§ Aim of the exercise:
Gather every line in the data below that contains the string "railing". Case counts, so match only lines with that exact capitalization.

Stored items from a collection
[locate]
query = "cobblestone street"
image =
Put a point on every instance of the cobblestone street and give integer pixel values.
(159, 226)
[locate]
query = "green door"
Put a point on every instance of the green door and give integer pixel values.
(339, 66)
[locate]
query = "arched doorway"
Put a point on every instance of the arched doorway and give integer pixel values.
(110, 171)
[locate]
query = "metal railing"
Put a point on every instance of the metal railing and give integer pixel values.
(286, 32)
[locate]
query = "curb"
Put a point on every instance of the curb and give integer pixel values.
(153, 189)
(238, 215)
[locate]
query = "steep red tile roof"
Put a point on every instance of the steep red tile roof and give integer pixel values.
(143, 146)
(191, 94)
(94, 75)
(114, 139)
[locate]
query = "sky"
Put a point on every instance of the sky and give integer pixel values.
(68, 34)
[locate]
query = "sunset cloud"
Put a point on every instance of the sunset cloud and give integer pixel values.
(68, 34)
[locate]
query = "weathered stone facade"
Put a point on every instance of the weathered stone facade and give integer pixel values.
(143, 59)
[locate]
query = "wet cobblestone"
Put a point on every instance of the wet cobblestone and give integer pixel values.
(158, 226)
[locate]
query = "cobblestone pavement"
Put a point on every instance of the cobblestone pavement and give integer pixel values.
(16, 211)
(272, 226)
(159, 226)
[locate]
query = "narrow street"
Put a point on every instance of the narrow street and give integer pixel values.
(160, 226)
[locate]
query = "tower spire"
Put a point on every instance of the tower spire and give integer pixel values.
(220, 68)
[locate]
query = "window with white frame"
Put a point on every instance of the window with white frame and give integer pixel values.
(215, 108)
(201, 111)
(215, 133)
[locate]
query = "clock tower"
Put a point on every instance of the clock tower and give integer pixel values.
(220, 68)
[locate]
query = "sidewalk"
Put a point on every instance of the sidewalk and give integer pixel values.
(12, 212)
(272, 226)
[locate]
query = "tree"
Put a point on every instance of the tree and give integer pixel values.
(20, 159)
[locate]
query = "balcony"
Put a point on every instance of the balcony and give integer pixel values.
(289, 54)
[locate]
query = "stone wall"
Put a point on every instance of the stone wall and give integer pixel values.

§ Result:
query = "metal railing"
Put a point on every instance of the metal railing and give integer pixel values.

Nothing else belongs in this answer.